◆ **WHAT TO PRODUCE**: Extract from the listing below each line that contains the word "door".

◆ **DATA SHOWN**:
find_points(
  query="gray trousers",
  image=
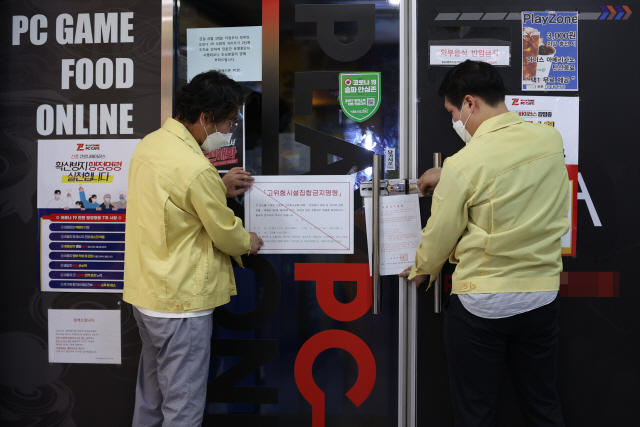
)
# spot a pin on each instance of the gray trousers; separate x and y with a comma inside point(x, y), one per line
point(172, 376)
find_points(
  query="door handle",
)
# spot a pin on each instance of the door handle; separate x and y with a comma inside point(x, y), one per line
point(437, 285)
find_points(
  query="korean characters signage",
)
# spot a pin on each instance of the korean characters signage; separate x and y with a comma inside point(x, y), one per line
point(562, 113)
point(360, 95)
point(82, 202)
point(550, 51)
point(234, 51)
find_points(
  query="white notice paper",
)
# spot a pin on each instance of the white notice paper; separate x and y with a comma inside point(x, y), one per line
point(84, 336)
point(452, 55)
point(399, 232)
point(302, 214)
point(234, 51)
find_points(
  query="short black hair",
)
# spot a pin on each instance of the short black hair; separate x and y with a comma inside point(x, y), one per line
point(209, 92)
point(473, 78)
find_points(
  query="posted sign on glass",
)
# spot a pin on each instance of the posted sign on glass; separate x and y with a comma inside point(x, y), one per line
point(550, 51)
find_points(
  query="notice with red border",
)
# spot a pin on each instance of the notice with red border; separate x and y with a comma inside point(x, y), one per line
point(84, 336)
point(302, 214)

--

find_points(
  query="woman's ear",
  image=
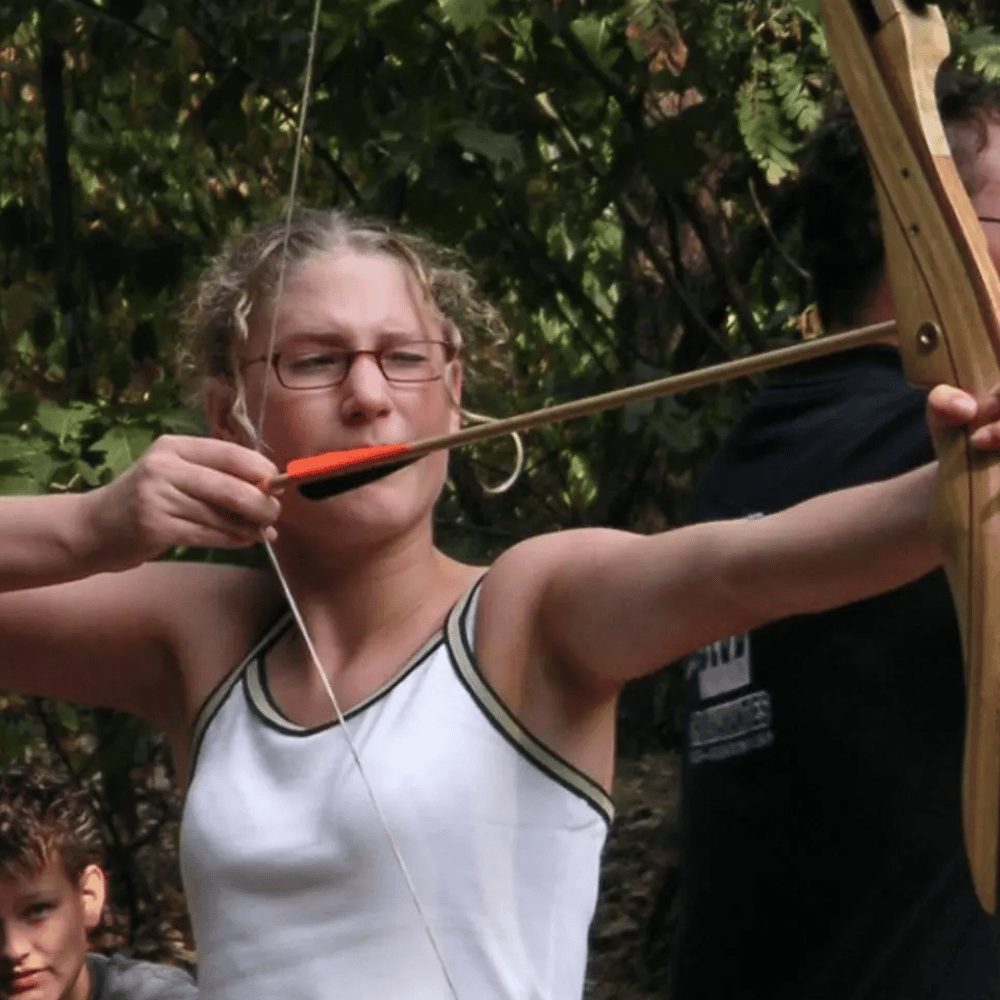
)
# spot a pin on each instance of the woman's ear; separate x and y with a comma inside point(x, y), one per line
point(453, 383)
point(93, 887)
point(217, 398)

◆ **RESPONSE BELOW**:
  query="door handle",
# spot a pin on each instance of the door handle; separate x and y with a comma inside point(x, y), one per line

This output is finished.